**Directions:** Render every line of the entries below as a Markdown table with the columns Row and Entry line, numbering the rows and omitting blank lines. Include no images in your reply.

******************************

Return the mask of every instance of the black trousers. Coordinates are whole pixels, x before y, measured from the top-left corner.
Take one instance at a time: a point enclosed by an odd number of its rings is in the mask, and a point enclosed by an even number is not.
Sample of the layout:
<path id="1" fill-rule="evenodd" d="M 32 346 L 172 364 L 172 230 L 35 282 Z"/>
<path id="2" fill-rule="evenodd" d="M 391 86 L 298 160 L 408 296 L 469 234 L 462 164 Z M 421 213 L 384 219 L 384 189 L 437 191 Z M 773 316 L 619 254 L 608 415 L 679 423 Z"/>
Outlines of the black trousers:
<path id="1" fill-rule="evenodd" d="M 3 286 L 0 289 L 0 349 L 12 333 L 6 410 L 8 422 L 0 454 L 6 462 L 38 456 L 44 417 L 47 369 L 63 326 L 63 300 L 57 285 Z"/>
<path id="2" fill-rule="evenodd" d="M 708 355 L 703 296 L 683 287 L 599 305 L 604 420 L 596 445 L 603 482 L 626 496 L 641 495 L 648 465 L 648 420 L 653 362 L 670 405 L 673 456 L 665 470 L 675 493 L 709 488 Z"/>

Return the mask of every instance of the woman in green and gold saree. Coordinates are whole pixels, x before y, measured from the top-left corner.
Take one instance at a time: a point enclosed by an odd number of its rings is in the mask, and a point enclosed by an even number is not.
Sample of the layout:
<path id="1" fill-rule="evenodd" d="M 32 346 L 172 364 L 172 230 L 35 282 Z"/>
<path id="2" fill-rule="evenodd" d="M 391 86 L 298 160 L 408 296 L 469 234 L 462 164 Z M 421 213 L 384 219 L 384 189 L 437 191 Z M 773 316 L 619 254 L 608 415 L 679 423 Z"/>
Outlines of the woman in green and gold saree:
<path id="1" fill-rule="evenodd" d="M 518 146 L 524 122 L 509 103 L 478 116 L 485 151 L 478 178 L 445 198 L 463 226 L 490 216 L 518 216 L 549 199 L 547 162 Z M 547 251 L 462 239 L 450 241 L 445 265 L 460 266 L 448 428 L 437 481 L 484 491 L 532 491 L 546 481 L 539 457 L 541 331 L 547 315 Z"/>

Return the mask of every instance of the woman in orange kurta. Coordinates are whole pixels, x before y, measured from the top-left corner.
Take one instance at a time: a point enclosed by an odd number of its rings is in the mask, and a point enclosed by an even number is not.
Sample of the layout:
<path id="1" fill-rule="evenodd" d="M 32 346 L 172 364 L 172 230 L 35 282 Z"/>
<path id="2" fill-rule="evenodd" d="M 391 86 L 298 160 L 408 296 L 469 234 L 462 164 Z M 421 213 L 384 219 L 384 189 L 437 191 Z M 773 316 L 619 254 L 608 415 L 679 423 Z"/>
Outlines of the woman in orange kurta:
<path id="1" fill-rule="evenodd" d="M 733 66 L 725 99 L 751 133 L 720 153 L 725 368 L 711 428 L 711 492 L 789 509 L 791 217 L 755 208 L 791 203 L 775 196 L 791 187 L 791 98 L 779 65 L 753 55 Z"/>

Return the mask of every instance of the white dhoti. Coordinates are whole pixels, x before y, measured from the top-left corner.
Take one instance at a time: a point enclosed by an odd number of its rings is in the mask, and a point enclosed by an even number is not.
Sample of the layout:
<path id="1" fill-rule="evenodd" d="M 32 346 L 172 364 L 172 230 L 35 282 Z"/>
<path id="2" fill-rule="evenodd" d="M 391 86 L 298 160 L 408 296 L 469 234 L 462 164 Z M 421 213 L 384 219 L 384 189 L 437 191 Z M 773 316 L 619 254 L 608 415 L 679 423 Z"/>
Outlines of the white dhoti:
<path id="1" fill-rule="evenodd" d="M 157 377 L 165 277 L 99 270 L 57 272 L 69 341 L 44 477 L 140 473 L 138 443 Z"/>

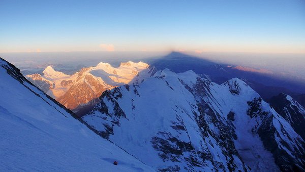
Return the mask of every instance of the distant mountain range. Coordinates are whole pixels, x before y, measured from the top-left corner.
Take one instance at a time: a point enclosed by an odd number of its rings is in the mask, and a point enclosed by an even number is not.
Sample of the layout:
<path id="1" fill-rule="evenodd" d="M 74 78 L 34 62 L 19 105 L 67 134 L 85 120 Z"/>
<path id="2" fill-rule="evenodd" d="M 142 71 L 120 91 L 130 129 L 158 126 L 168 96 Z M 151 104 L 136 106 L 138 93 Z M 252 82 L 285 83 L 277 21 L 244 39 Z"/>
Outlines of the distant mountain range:
<path id="1" fill-rule="evenodd" d="M 239 79 L 165 69 L 104 92 L 82 119 L 161 171 L 304 170 L 304 108 L 279 101 L 280 114 Z"/>
<path id="2" fill-rule="evenodd" d="M 105 90 L 149 76 L 154 69 L 143 62 L 121 63 L 114 68 L 100 63 L 69 75 L 47 67 L 42 74 L 26 77 L 43 92 L 81 116 L 92 109 Z"/>
<path id="3" fill-rule="evenodd" d="M 291 95 L 305 106 L 305 80 L 302 78 L 285 77 L 266 69 L 254 69 L 234 66 L 232 64 L 220 64 L 191 55 L 172 52 L 167 56 L 149 61 L 149 63 L 159 70 L 169 69 L 175 73 L 189 70 L 221 84 L 234 77 L 242 79 L 269 102 L 272 97 L 281 93 Z"/>
<path id="4" fill-rule="evenodd" d="M 154 171 L 2 58 L 0 81 L 0 171 Z"/>
<path id="5" fill-rule="evenodd" d="M 71 75 L 48 66 L 27 75 L 38 87 L 0 59 L 0 169 L 305 170 L 302 105 L 284 93 L 265 102 L 256 89 L 270 76 L 184 59 L 100 63 Z M 234 74 L 245 77 L 225 80 Z"/>

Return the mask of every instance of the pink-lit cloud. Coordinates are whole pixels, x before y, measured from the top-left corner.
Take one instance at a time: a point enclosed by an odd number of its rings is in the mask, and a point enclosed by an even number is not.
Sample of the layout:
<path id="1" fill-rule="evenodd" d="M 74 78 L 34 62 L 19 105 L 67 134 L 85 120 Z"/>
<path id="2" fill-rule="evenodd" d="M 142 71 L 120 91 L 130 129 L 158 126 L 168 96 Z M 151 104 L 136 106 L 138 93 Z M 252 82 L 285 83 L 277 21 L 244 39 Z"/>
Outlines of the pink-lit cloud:
<path id="1" fill-rule="evenodd" d="M 196 53 L 198 53 L 198 54 L 201 54 L 201 53 L 202 53 L 202 52 L 203 52 L 203 51 L 197 50 L 195 50 L 195 52 Z"/>
<path id="2" fill-rule="evenodd" d="M 265 74 L 272 74 L 273 72 L 270 70 L 267 70 L 266 69 L 256 69 L 254 68 L 252 68 L 251 67 L 243 67 L 241 66 L 237 66 L 235 67 L 232 67 L 232 66 L 227 66 L 227 67 L 231 68 L 232 69 L 237 69 L 238 70 L 245 71 L 247 72 L 256 72 L 256 73 L 265 73 Z"/>
<path id="3" fill-rule="evenodd" d="M 107 51 L 108 52 L 114 51 L 114 46 L 112 44 L 101 44 L 100 47 L 102 48 L 103 51 Z"/>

******************************

**Exercise result:**
| Row | Entry line |
|---|---|
| 1 | Return the mask of every instance of the black trousers. Coordinates are whole pixels, x before y, measured from the top-left corner. |
| 2 | Take one instance at a time: a point enclosed by an odd number of its rings is in the mask, and a point enclosed by an even number is not. |
| 3 | Sample of the layout: |
| 4 | <path id="1" fill-rule="evenodd" d="M 32 346 L 172 364 L 172 230 L 35 282 Z"/> |
| 5 | <path id="2" fill-rule="evenodd" d="M 391 86 L 298 160 L 408 296 L 469 234 L 462 164 Z M 421 213 L 384 219 L 384 189 L 437 191 Z M 773 316 L 619 254 L 608 415 L 679 423 Z"/> |
| 6 | Outlines of the black trousers: |
| 7 | <path id="1" fill-rule="evenodd" d="M 3 286 L 0 289 L 0 349 L 12 333 L 6 410 L 8 422 L 0 454 L 6 462 L 38 456 L 44 417 L 47 369 L 63 326 L 63 300 L 57 285 Z"/> |
| 8 | <path id="2" fill-rule="evenodd" d="M 708 355 L 703 296 L 683 287 L 599 305 L 604 420 L 596 445 L 603 482 L 626 496 L 641 495 L 648 465 L 648 420 L 653 362 L 670 405 L 673 456 L 665 470 L 675 493 L 709 488 Z"/> |
| 9 | Return the mask of every instance of the woman in green and gold saree. Coordinates are whole pixels, x before y, measured from the top-left corner. |
| 10 | Take one instance at a time: a point enclosed by an odd number of its rings is in the mask, and a point enclosed by an even number is not. |
| 11 | Sample of the layout: |
| 12 | <path id="1" fill-rule="evenodd" d="M 32 346 L 172 364 L 172 230 L 35 282 Z"/> |
| 13 | <path id="2" fill-rule="evenodd" d="M 391 86 L 298 160 L 408 296 L 469 234 L 462 164 Z M 421 213 L 384 219 L 384 189 L 437 191 Z M 773 316 L 619 254 L 608 415 L 679 423 Z"/> |
| 14 | Outlines of the woman in green and gold saree: |
| 15 | <path id="1" fill-rule="evenodd" d="M 518 146 L 524 122 L 509 103 L 478 116 L 485 151 L 478 178 L 445 198 L 463 226 L 490 216 L 518 216 L 549 199 L 547 162 Z M 547 251 L 462 239 L 450 241 L 445 265 L 460 266 L 448 428 L 437 481 L 484 491 L 532 491 L 546 481 L 539 457 L 541 331 L 547 315 Z"/> |
| 16 | Return the mask of every instance of the woman in orange kurta. Coordinates are whole pixels, x before y, measured from the top-left corner. |
| 17 | Take one instance at a time: a point enclosed by an odd number of its rings is in the mask, and a point enclosed by an even number is not. |
| 18 | Sample of the layout: |
| 19 | <path id="1" fill-rule="evenodd" d="M 32 346 L 172 364 L 172 230 L 35 282 Z"/> |
| 20 | <path id="2" fill-rule="evenodd" d="M 391 86 L 298 160 L 408 296 L 469 234 L 462 164 Z M 421 213 L 384 219 L 384 189 L 437 191 Z M 773 316 L 619 254 L 608 415 L 679 423 Z"/> |
| 21 | Outlines of the woman in orange kurta: |
| 22 | <path id="1" fill-rule="evenodd" d="M 733 66 L 725 99 L 751 133 L 720 153 L 725 368 L 711 428 L 711 492 L 789 509 L 791 217 L 755 208 L 791 203 L 775 196 L 791 187 L 791 98 L 779 65 L 753 55 Z"/> |
| 23 | Return the mask of every instance of the white dhoti. Coordinates are whole pixels, x before y, measured from the top-left corner. |
| 24 | Take one instance at a time: a point enclosed by an odd number of its rings is in the mask, and a point enclosed by an even number is not. |
| 25 | Sample of the layout: |
| 26 | <path id="1" fill-rule="evenodd" d="M 32 346 L 172 364 L 172 230 L 35 282 Z"/> |
| 27 | <path id="2" fill-rule="evenodd" d="M 391 86 L 298 160 L 408 296 L 469 234 L 462 164 Z M 421 213 L 384 219 L 384 189 L 437 191 Z M 773 316 L 619 254 L 608 415 L 679 423 Z"/> |
| 28 | Outlines of the white dhoti: |
| 29 | <path id="1" fill-rule="evenodd" d="M 157 377 L 165 277 L 99 270 L 57 272 L 69 341 L 44 477 L 140 473 L 138 443 Z"/> |
| 30 | Return the mask of every instance of the distant mountain range. Coordinates are whole pixels, x before y, measured from the top-left corner. |
| 31 | Take one instance at a time: a point enclosed by an odd number of its rings is in the mask, and a point enclosed by an even number is not. |
| 32 | Sample of the layout: |
| 33 | <path id="1" fill-rule="evenodd" d="M 74 78 L 34 62 L 19 105 L 67 134 L 85 120 Z"/> |
| 34 | <path id="2" fill-rule="evenodd" d="M 142 71 L 120 91 L 130 129 L 158 126 L 168 96 Z M 151 104 L 136 106 L 138 93 Z M 252 82 L 285 83 L 277 21 L 244 39 Z"/> |
| 35 | Outlines of the distant mountain range: |
| 36 | <path id="1" fill-rule="evenodd" d="M 239 79 L 165 69 L 104 92 L 82 119 L 161 171 L 304 170 L 304 108 L 279 101 L 280 114 Z"/> |
| 37 | <path id="2" fill-rule="evenodd" d="M 105 90 L 149 76 L 154 69 L 143 62 L 121 63 L 114 68 L 100 63 L 69 75 L 47 67 L 42 74 L 26 77 L 43 92 L 81 116 L 92 109 Z"/> |
| 38 | <path id="3" fill-rule="evenodd" d="M 291 95 L 305 106 L 305 80 L 302 78 L 285 77 L 266 69 L 254 69 L 234 66 L 232 64 L 220 64 L 191 55 L 172 52 L 167 56 L 149 61 L 149 63 L 159 70 L 169 69 L 175 73 L 189 70 L 221 84 L 234 77 L 242 79 L 269 102 L 272 97 L 281 93 Z"/> |
| 39 | <path id="4" fill-rule="evenodd" d="M 154 171 L 2 58 L 0 81 L 0 171 Z"/> |
| 40 | <path id="5" fill-rule="evenodd" d="M 71 75 L 48 66 L 27 75 L 38 87 L 0 59 L 0 169 L 305 170 L 302 105 L 284 93 L 265 102 L 256 89 L 270 76 L 184 59 L 100 63 Z M 234 74 L 245 77 L 225 80 Z"/> |
| 41 | Return the mask of every instance of the pink-lit cloud. Coordinates are whole pixels, x before y, measured from the top-left corner. |
| 42 | Take one instance at a time: a point enclosed by an odd number of its rings is in the mask, and a point enclosed by an even number is not. |
| 43 | Sample of the layout: |
| 44 | <path id="1" fill-rule="evenodd" d="M 74 78 L 34 62 L 19 105 L 67 134 L 85 120 Z"/> |
| 45 | <path id="2" fill-rule="evenodd" d="M 142 71 L 120 91 L 130 129 L 158 126 L 168 96 Z M 151 104 L 136 106 L 138 93 Z M 252 82 L 285 83 L 277 21 L 244 39 Z"/> |
| 46 | Outlines of the pink-lit cloud: |
| 47 | <path id="1" fill-rule="evenodd" d="M 196 53 L 198 53 L 198 54 L 201 54 L 201 53 L 202 53 L 202 52 L 203 52 L 203 51 L 197 50 L 195 50 L 195 52 Z"/> |
| 48 | <path id="2" fill-rule="evenodd" d="M 265 74 L 272 74 L 273 72 L 270 70 L 267 70 L 266 69 L 256 69 L 254 68 L 252 68 L 251 67 L 243 67 L 241 66 L 237 66 L 235 67 L 232 67 L 232 66 L 227 66 L 227 67 L 231 68 L 232 69 L 237 69 L 238 70 L 245 71 L 247 72 L 256 72 L 256 73 L 265 73 Z"/> |
| 49 | <path id="3" fill-rule="evenodd" d="M 107 51 L 108 52 L 114 51 L 114 46 L 112 44 L 101 44 L 100 47 L 102 48 L 103 51 Z"/> |